───── VORGEGEBENER TEXT ─────

# File-Uploader



## PcJuenger (2. August 2014)

Da mir kein passendes Unterforum ins Auge gesprungen ist, stelle ich meine Anfrage einfach mal hier:
Kennt ihr vertrauenswürdige Websites, auf denen man seine Dateien uploaden kann ^^?


----------



## Worrel (2. August 2014)

Was denn für Dateien? Und für wen abrufbar?

Je nach Zweck fällt mir da als erstes Dropbox und Rapidshare ein.


----------



## PcJuenger (2. August 2014)

Um ins Detail zu gehen: Da ich bald Semesterferien habe, habe ich auch wieder Zeit für Java, also dachte ich mir, es wäre ganz nützlich, meine Jar-Dateien irgendwo hochladen zu können, um sie an eventuelle Interessenten/Tester verteilen zu können.

─────

> **ANFORDERUNGEN**
(A) Bitte schreib aus dem vorgegebenen Text den Abschnitt von „Je nach Zweck“ bis einschließlich „verteilen zu können.“ wortgetreu ab.
(B) Übersetze den Satz „Je nach Zweck fällt mir da als erstes Dropbox und Rapidshare ein.“ aus dem vorgegebenen Text ins Englische.
Die Einträge sind eigenständiges Material und gehören nicht zum vorgegebenen Text.

───── EINTRÄGE DES DATENSATZES ─────

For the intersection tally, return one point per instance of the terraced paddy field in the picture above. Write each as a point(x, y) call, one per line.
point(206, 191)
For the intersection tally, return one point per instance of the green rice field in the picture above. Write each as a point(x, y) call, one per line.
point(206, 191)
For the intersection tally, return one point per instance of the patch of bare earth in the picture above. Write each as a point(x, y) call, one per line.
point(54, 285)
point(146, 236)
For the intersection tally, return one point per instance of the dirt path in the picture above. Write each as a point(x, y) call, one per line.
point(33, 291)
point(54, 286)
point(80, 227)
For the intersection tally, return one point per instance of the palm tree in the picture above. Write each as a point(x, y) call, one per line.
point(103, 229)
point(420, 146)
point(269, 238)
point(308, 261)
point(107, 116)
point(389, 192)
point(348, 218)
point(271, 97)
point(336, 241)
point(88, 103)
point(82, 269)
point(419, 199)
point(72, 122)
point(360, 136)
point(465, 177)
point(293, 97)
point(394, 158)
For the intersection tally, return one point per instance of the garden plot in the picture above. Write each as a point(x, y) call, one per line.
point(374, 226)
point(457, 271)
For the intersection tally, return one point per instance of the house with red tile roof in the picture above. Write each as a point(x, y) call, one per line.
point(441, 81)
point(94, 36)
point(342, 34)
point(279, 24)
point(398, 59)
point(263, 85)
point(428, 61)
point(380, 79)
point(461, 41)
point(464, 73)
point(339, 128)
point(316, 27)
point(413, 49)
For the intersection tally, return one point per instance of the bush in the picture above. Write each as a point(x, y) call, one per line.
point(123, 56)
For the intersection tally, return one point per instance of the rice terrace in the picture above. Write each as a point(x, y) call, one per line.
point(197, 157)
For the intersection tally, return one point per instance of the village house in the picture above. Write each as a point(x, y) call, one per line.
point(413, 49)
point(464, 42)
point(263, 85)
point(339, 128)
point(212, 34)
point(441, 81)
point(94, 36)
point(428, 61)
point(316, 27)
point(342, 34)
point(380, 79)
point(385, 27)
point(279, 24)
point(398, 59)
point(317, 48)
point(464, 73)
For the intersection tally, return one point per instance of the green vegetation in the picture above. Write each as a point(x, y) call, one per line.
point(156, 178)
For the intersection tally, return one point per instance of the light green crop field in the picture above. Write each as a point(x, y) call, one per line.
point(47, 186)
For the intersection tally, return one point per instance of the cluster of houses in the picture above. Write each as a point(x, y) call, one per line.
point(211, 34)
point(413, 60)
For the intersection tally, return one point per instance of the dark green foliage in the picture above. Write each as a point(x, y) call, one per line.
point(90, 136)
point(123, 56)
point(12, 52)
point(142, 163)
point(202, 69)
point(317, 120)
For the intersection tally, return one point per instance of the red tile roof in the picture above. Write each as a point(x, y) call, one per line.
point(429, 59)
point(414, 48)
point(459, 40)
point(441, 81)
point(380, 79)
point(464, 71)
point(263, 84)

─────

> **ANTWORTEN JE AUFGABE**
(A)
Je nach Zweck fällt mir da als erstes Dropbox und Rapidshare ein.


----------



## PcJuenger (2. August 2014)

Um ins Detail zu gehen: Da ich bald Semesterferien habe, habe ich auch wieder Zeit für Java, also dachte ich mir, es wäre ganz nützlich, meine Jar-Dateien irgendwo hochladen zu können, um sie an eventuelle Interessenten/Tester verteilen zu können.

(B) Depending on the purpose, the first things that come to mind are Dropbox and Rapidshare.